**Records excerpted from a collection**

──────────────────────────────

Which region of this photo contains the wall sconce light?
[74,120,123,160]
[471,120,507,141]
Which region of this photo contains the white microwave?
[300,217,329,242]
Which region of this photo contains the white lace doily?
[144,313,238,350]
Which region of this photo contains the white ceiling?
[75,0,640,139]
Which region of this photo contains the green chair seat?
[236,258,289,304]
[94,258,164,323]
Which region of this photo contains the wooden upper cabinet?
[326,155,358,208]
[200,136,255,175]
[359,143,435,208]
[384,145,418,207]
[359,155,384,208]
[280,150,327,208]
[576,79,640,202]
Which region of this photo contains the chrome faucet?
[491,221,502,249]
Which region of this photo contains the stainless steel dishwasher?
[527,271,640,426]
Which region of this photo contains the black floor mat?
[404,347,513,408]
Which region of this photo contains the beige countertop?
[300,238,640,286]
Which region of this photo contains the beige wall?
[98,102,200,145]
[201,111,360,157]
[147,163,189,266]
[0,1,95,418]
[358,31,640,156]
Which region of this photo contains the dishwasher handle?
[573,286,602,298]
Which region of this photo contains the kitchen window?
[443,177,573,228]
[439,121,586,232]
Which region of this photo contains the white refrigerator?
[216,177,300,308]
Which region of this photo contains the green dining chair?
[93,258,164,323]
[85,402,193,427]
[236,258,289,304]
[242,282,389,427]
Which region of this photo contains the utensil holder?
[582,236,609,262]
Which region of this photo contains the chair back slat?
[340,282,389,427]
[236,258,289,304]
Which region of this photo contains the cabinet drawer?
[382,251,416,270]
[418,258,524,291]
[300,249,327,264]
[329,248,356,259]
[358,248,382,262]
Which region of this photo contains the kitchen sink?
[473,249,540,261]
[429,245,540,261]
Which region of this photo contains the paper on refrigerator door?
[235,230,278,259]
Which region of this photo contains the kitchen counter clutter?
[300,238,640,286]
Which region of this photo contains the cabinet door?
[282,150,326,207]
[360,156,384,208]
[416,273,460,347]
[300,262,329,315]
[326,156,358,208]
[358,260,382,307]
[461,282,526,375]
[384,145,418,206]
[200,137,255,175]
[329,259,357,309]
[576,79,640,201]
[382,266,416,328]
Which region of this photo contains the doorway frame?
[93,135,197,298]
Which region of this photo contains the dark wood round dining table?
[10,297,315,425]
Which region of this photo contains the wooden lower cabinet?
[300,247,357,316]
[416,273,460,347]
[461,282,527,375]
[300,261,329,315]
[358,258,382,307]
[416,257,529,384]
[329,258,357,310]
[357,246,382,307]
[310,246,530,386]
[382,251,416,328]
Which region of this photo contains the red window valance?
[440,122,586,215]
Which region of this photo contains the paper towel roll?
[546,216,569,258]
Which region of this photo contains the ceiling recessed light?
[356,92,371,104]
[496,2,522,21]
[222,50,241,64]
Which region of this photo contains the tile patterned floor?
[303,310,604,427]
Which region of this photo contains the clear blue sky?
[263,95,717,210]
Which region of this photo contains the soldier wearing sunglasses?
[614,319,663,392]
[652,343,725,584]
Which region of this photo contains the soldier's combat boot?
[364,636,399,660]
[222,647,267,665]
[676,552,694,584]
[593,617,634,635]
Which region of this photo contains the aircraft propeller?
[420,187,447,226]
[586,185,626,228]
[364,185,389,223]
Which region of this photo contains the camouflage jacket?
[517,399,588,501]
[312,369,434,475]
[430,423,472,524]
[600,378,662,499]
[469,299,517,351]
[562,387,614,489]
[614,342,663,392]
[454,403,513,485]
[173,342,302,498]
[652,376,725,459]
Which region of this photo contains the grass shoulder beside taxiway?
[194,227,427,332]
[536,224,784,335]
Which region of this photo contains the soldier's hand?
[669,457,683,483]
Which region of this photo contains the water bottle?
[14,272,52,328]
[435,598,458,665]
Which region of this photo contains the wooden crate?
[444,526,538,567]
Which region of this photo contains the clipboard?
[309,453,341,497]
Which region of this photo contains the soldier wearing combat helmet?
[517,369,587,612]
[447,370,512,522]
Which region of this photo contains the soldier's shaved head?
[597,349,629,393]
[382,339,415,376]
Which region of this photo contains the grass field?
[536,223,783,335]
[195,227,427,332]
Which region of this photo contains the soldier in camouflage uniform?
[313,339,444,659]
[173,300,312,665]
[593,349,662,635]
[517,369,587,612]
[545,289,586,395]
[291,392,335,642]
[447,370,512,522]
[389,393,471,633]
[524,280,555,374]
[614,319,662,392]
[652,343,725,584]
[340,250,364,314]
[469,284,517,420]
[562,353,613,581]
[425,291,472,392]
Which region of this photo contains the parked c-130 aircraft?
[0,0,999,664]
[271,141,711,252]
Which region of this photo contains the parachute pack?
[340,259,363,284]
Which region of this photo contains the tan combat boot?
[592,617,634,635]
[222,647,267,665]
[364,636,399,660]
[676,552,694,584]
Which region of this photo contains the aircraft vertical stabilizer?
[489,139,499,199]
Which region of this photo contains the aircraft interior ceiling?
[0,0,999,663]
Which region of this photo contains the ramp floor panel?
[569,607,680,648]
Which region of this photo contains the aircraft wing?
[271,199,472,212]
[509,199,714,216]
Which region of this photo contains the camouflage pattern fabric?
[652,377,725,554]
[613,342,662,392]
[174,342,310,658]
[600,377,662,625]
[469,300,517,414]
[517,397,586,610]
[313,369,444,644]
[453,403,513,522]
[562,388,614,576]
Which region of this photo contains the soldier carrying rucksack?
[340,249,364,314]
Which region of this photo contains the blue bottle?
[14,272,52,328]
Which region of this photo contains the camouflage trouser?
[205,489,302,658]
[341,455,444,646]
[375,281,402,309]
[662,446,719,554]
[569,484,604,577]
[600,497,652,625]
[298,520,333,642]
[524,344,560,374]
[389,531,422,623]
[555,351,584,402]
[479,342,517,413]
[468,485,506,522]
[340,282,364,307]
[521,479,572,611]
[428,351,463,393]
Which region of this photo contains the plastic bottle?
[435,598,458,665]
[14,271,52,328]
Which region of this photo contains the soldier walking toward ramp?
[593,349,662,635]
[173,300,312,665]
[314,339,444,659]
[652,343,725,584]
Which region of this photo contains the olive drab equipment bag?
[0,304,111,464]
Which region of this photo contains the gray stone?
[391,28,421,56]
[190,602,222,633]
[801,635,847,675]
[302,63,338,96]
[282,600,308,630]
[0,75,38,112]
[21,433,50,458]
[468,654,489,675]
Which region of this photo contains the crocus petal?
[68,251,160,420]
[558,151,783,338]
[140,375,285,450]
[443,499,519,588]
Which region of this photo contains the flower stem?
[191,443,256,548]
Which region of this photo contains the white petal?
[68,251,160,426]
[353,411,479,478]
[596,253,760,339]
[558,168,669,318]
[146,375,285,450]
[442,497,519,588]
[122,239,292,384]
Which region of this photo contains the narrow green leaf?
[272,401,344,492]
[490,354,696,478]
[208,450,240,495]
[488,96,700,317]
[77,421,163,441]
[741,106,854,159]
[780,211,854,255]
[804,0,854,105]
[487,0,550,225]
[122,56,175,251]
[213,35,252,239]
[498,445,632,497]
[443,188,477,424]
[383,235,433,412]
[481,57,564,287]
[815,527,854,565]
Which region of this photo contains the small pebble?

──────────────────────────────

**TASK**
Please extract each line from the entries above that contains the word "ramp".

**EXERCISE ANSWER**
Which region of this photo contains the ramp floor panel?
Which region of this photo contains the soldier walking toward ramp?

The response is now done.